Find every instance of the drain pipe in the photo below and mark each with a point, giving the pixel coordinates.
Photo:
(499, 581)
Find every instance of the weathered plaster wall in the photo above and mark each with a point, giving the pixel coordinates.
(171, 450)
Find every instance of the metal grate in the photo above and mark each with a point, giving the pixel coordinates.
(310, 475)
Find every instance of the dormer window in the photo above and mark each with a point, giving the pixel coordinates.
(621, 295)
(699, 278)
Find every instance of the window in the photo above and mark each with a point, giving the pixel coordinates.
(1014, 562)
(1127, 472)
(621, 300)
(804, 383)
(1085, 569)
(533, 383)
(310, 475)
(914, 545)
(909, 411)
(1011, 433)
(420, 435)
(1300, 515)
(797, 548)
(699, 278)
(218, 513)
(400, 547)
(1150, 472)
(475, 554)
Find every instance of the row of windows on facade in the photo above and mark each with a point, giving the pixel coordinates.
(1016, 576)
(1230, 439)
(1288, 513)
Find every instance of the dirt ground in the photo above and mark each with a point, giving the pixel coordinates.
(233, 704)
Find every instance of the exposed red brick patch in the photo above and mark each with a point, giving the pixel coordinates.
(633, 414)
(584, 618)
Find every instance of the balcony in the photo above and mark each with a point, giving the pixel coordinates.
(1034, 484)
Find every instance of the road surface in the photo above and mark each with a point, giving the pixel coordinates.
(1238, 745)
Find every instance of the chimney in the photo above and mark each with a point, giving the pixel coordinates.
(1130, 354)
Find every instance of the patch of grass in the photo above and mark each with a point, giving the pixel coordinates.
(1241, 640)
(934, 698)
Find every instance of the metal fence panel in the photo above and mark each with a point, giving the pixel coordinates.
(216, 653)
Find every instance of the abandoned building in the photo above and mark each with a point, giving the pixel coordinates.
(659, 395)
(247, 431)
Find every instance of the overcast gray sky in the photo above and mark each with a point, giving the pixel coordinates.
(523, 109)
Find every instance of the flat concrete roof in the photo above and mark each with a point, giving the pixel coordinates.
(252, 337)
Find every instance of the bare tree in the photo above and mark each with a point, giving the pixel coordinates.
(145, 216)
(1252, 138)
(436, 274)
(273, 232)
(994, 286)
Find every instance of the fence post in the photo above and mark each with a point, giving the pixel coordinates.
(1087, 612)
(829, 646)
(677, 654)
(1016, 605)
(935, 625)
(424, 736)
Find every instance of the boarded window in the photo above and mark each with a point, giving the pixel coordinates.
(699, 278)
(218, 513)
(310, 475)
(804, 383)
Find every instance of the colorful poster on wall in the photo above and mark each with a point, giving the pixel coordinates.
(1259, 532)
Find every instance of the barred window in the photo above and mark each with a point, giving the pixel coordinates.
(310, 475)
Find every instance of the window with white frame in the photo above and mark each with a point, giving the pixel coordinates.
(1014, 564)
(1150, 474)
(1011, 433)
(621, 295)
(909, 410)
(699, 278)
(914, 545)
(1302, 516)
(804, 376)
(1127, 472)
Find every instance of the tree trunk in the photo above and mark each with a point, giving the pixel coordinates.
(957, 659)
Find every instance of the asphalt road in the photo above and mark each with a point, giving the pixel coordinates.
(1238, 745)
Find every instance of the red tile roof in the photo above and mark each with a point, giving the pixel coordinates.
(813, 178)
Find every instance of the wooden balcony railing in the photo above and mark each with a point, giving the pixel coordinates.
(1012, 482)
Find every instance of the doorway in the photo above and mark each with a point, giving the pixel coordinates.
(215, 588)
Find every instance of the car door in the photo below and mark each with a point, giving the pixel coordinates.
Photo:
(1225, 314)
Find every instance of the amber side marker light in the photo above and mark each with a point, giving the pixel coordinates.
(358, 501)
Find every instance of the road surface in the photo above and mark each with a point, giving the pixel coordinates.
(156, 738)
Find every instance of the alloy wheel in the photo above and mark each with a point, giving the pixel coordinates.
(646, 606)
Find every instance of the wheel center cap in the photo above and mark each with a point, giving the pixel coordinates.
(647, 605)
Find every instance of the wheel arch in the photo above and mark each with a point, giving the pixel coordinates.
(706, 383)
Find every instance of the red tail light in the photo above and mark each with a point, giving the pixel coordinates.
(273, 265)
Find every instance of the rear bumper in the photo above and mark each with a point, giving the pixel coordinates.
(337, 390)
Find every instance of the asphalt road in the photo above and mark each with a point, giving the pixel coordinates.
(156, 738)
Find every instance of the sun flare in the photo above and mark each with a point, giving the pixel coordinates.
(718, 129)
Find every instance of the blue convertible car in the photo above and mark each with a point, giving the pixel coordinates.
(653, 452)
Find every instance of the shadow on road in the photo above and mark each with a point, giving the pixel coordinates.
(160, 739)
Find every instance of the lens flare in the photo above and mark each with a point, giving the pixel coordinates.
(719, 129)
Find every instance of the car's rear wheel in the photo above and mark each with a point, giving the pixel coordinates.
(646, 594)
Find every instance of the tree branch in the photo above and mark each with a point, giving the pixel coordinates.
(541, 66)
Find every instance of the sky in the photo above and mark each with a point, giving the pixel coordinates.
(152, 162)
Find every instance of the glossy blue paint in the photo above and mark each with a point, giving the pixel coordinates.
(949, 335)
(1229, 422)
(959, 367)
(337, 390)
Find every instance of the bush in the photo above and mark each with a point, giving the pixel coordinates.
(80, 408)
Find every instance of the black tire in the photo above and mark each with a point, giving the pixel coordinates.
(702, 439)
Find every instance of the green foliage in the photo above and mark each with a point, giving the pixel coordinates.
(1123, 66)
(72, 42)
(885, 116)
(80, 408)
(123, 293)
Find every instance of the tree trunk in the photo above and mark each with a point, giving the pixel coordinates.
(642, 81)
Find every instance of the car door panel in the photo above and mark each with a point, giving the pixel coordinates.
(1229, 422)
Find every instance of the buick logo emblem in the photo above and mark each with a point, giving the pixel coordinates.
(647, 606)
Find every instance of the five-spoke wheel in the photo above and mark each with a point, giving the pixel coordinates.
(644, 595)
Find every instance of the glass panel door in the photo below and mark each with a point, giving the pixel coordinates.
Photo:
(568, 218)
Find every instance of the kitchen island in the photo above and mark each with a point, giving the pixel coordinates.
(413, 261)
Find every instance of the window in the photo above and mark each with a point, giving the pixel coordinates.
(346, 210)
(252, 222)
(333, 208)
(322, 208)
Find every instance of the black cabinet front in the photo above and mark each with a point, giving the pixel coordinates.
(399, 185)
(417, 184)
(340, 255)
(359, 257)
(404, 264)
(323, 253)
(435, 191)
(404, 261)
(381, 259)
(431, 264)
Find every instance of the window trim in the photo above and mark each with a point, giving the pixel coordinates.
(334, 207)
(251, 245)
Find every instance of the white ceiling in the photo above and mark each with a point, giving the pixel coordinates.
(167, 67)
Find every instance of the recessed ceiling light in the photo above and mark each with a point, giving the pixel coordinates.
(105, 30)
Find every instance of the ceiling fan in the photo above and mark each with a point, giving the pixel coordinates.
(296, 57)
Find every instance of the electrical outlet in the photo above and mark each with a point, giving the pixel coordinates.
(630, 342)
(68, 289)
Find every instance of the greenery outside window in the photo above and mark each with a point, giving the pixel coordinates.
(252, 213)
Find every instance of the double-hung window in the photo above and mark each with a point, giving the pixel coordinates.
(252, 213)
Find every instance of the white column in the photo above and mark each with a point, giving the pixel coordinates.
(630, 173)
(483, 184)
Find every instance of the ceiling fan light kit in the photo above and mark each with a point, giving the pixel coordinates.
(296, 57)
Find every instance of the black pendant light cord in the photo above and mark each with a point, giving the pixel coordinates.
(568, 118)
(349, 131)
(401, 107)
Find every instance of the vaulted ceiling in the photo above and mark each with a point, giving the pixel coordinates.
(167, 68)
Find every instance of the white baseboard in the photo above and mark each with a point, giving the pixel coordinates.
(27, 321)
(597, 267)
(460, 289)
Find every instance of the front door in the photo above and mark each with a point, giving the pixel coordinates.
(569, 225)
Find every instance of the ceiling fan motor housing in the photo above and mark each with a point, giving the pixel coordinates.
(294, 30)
◇ ◇ ◇ ◇ ◇ ◇ ◇
The exercise:
Please extract exactly, and only, the lines from the line containing "Find every instance of the black pendant" through the last line of the records.

Reply:
Find every instance of the black pendant light cord in the photo above and mark each with a point, giving the pixel coordinates.
(568, 118)
(349, 131)
(401, 107)
Find every instance of the vaulted ceiling in the photo above and mark each with a point, giving the pixel coordinates.
(167, 68)
Find every instance of the white baseboard in the photo above and mark each with a point, giving the pixel coordinates.
(27, 321)
(597, 267)
(460, 289)
Find every instance of the front door in the photo above and mark each with a point, giving the pixel coordinates.
(569, 225)
Find every instance of the ceiling fan motor housing in the photo above and mark each with a point, giving the pixel coordinates.
(294, 30)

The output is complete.